What does “in the course of employment” mean?

8 October 2025

In AB v Grafters Group Ltd [2025] EAT 126, the EAT gave useful guidance on the meaning of “in the course of employment” for the purposes of s109 of the Equality Act 2010.

The claimant and a colleague, CD, worked for a hospitality recruitment agency. The claimant incorrectly believed she was due to work on a client site: she had been booked on a shift which was later cancelled, without her being made aware. The claimant missed transport to the site arranged by the respondent, and instead accepted a lift offered by CD, who was not working. During the journey, CD was told by a colleague that the claimant was not required to work, and relayed this to the claimant.  The claimant asked to be dropped at a bus stop, but CD drove her elsewhere. The Tribunal held that CD had subjected the claimant to sexual harassment during the car journey, before she was able to escape.

The Tribunal concluded that the respondent was not liable for CD’s harassment of the claimant, finding that the respondent could rely upon the defence under s109 that CD’s actions were not done “in the course of employment”.

The EAT provided a helpful overview of the relevant authorities, and held that the Tribunal had erred in law:

  1. CD’s motivation for offering the lift was irrelevant: “The fact that a person’s motivation is having an opportunity to harass does not mean that the person is not acting in the course of employment”.

◆ **Activity**
Carry on with the case note on AB v Grafters Group Ltd, picking up after its first numbered point.

◆ **Excerpted records**
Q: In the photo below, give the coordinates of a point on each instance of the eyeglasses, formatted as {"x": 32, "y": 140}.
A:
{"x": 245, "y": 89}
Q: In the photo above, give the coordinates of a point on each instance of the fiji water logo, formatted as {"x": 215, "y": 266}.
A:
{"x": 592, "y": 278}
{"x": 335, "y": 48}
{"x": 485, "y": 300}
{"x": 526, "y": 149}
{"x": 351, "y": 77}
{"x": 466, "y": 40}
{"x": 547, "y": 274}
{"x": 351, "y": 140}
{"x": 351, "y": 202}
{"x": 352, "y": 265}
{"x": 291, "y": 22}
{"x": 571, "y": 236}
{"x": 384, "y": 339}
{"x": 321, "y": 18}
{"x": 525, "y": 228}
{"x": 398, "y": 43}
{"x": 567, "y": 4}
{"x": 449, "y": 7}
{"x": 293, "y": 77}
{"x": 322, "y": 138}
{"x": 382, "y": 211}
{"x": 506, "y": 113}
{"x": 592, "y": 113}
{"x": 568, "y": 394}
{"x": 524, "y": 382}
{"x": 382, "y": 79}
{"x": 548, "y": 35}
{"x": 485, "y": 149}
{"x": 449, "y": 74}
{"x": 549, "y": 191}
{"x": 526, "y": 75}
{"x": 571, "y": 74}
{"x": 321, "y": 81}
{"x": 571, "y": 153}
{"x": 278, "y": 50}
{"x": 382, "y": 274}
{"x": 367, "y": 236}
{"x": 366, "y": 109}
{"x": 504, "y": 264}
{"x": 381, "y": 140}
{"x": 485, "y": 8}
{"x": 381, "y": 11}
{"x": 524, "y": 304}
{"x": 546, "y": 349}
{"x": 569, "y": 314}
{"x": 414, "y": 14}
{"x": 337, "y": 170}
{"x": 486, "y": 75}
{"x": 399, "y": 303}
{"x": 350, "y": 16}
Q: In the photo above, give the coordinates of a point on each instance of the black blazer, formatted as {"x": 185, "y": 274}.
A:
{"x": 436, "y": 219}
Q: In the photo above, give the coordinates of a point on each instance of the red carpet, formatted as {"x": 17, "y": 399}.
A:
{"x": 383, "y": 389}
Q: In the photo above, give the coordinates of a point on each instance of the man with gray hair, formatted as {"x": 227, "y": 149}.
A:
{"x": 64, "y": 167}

◆ **Answer to the problem**
  2. The Tribunal should not have limited its consideration to whether the harassment had occurred outside of work.
  • The Tribunal should have also considered whether there was “nevertheless a sufficient nexus or connection with work such as to render it in the course of employment”, including whether the provision of the lift was an “extension of work and the workplace” (following Forbes v LHR Airport Ltd [2019] ICR 1558 and Chief Constable of Lincolnshire Police v Stubbs [1999] ICR 547).

The case was remitted for reconsideration by the same Tribunal.

Key point: employers may be liable for harassment which occurs outside their premises, even when neither employee is working and the arrangement has not been sanctioned by the employer, and regardless of the motivations of the harasser.